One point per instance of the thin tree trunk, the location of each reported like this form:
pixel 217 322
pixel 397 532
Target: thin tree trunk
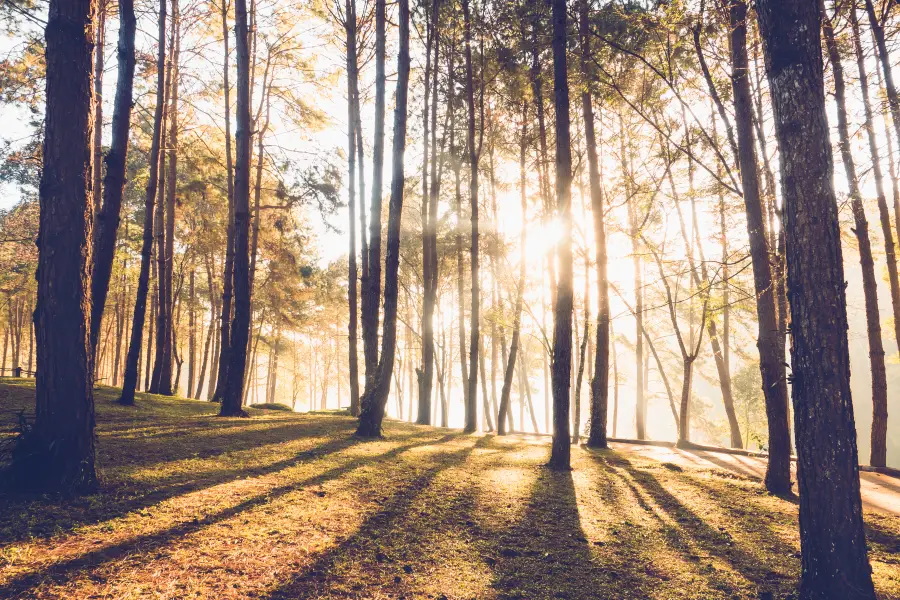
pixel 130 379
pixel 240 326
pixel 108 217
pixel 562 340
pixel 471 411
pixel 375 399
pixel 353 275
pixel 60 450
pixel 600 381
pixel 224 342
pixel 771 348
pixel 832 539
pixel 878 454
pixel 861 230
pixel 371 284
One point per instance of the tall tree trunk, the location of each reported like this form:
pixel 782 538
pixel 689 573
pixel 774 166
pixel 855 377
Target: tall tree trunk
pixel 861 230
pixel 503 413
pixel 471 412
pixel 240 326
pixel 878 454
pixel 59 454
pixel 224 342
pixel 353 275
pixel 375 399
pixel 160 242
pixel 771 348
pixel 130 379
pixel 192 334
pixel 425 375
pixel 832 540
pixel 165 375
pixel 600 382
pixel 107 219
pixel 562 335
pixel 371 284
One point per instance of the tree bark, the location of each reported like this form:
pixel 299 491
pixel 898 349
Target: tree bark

• [TRY IT] The copy must reproduce every entry exactly while excluding all pictures.

• [WRITTEN SOLUTION]
One point per instance of the thin tree trunk, the location of each reported like this form:
pixel 217 322
pixel 397 532
Target: thin tree trunk
pixel 130 379
pixel 240 326
pixel 108 217
pixel 562 340
pixel 471 411
pixel 375 399
pixel 353 275
pixel 60 450
pixel 600 381
pixel 224 342
pixel 771 348
pixel 832 539
pixel 878 454
pixel 861 230
pixel 371 284
One point per instance of the tall tree trunk, the location of each reported like this form:
pixel 782 538
pixel 689 573
pixel 774 166
pixel 855 377
Target: tall tree trunk
pixel 861 230
pixel 503 413
pixel 471 412
pixel 240 326
pixel 878 454
pixel 59 454
pixel 224 342
pixel 353 275
pixel 375 399
pixel 160 242
pixel 771 348
pixel 130 379
pixel 192 334
pixel 425 375
pixel 832 540
pixel 165 375
pixel 600 382
pixel 107 219
pixel 562 335
pixel 371 284
One point per instance of the tree bark, the location of each reported like this form:
pixel 299 491
pixel 898 349
Target: tree bark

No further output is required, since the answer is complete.